*Document section*.
As part of the Central Asian population and the Turkic world, Kazaks are conscious of the role Islam plays in their identity, and there is strong public pressure to increase the role that faith plays in society. At the same time, the roots of Islam in many segments of Kazak society are not as deep as they are in neighboring countries. Many of the Kazak nomads, for instance, did not become Muslims until the eighteenth or even the nineteenth century, and urban Russified Kazaks, who by some counts constitute as much as 40 percent of the indigenous population, profess discomfort with some aspects of the religion even as they recognize it as part of their national heritage. Soviet authorities attempted to encourage a controlled form of Islam as a unifying force in the Central Asian societies while at the same time stifling the expression of religious beliefs. Since independence, religious activity has increased significantly. Construction of mosques and religious schools has accelerated in the 1990s, with financial help from Saudi Arabia, Turkey, and Egypt. Already in 1991, some 170 mosques were operating, more than half of them newly built; at that time, an estimated 230 Muslim communities were active in Kazakstan
In 1990 Nazarbayev, then party first secretary, created a state basis for Islam by removing Kazakstan from the authority of the Muslim Board of Central Asia, the Soviet-approved and politically oriented religious administration for all of Central Asia. Instead, Nazarbayev created a separate muftiate, or religious authority, for Kazak Muslims. However, Nazarbayev's choice of Ratbek hadji Nysanbayev to be the first Kazak mufti proved an unpopular one. Accusing him of financial irregularities, religious mispractice, and collaboration with the Soviet and Kazakstani state security apparatus, a group of believers from the nationalist Alash political party attempted unsuccessfully to replace the mufti in December 1991.
With an eye toward the Islamic governments of nearby Iran and Afghanistan, the writers of the 1993 constitution specifically forbade religious political parties. The 1995 constitution forbids organizations that seek to stimulate racial, political, or religious discord, and imposes strict governmental control on foreign religious organizations. As did its predecessor, the 1995 constitution stipulates that Kazakstan is a secular state; thus, Kazakstan is the only Central Asian state whose constitution does not assign a special status to Islam. This position was based on the Nazarbayev government's foreign policy as much as on domestic considerations. Aware of the potential for investment from the Muslim countries of the Middle East, Nazarbayev visited Iran, Turkey, and Saudia Arabia; at the same time, however, he preferred to cast Kazakstan as a bridge between the Muslim East and the Christian West. For example, he initially accepted only observer status in the Economic Cooperation Organization (ECO), all of whose member nations are predominantly Muslim. The president's first trip to the Muslim holy city of Mecca, which did not occur until 1994, was part of an itinerary that also included a visit to Pope John Paul II in the Vatican.

*Things to do*.
1. Answer these questions from the passage on Islam in Kazakstan:
(a) How many mosques were operating in 1991?
(b) Whom did Nazarbayev choose as the first Kazak mufti?
(c) In what year did the president first travel to Mecca?
2. According to the passage on Islam in Kazakstan, why did a group of believers from the Alash party try to replace the first Kazak mufti in December 1991?
These lines come from a different source than the text.

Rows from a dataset
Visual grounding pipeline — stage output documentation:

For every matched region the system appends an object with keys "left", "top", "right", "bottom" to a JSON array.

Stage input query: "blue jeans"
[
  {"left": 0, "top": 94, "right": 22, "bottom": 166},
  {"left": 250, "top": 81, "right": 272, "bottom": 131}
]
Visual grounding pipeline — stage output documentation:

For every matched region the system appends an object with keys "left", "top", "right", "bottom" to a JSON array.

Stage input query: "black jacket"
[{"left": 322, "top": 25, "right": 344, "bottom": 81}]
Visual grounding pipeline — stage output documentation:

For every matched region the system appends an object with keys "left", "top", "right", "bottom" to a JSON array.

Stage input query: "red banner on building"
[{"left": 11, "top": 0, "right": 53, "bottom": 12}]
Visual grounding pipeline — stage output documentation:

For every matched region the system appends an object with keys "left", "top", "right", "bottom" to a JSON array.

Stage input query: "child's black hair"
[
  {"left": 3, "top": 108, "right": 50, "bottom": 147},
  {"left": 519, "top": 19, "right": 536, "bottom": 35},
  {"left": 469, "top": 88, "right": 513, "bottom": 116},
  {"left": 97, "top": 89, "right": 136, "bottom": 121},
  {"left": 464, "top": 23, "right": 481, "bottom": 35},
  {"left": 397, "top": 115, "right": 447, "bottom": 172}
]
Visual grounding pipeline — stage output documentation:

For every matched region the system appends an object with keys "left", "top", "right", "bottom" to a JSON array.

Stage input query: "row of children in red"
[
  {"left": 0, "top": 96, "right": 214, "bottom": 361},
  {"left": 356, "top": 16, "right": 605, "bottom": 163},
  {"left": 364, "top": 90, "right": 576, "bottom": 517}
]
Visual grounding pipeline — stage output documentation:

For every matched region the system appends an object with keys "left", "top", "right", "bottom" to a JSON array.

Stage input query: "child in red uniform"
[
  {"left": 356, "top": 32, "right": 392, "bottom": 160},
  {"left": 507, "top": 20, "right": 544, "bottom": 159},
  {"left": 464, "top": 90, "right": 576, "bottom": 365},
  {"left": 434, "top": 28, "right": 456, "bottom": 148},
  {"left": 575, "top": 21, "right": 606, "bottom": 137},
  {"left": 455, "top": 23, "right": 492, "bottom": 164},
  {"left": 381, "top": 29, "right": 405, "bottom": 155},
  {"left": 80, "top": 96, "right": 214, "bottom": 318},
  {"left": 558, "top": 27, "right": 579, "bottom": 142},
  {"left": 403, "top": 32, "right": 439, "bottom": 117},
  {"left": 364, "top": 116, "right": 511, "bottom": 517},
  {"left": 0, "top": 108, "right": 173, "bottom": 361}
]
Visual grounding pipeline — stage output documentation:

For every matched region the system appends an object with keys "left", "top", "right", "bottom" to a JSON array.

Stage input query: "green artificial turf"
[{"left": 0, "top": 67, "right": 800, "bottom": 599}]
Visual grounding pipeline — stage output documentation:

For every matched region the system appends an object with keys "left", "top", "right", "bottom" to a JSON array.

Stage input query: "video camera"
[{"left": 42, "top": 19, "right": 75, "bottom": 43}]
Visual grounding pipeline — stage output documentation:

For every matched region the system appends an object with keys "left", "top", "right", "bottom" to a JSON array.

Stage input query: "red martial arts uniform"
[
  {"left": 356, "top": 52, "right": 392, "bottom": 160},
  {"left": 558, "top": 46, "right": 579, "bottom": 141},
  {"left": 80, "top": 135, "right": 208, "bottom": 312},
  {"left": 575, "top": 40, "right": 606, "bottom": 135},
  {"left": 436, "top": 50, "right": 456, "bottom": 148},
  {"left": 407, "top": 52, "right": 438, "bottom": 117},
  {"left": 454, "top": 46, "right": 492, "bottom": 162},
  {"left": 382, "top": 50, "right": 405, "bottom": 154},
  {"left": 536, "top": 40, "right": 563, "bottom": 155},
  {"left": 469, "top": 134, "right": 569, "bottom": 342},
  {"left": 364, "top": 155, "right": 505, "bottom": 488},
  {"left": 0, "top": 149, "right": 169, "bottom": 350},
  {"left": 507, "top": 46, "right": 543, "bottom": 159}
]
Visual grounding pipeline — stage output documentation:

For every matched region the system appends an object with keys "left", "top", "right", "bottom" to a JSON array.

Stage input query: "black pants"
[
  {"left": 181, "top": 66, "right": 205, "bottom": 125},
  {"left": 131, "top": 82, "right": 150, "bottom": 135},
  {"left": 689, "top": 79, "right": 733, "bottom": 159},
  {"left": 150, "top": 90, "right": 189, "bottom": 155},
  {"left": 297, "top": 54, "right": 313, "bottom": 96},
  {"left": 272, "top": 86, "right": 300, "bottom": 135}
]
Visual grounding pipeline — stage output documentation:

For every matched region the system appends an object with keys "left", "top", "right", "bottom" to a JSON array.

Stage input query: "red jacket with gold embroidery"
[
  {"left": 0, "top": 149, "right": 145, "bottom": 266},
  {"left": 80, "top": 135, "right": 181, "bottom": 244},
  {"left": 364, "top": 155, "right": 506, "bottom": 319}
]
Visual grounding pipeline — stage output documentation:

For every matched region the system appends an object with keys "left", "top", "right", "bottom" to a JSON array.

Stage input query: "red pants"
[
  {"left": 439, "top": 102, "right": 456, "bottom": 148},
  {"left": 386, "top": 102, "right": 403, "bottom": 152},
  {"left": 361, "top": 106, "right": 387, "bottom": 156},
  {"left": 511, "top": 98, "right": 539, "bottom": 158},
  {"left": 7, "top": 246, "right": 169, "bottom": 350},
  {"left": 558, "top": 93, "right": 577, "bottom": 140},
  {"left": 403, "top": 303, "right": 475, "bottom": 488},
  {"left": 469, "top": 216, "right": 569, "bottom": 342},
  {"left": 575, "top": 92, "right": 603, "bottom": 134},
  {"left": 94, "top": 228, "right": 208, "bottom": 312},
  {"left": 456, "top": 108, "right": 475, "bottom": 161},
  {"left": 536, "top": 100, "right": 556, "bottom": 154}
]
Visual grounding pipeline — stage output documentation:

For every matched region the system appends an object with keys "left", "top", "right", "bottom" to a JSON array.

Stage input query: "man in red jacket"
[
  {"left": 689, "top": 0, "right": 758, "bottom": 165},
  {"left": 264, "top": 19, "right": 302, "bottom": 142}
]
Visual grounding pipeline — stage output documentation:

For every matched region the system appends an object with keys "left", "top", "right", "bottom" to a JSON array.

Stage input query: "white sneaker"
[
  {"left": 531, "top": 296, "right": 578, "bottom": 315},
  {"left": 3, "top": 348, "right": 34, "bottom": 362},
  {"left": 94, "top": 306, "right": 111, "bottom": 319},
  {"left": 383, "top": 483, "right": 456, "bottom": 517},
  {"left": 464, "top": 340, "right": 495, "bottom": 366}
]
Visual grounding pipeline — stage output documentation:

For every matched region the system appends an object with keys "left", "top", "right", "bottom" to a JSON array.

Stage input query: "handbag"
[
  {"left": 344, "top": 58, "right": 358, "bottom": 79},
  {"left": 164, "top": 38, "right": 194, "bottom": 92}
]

*Responses in order*.
1.
(a) Some 170
(b) Ratbek hadji Nysanbayev
(c) 1994

2. They accused him of financial irregularities and religious mispractice. They also accused him of collaborating with the Soviet and Kazakstani state security apparatus.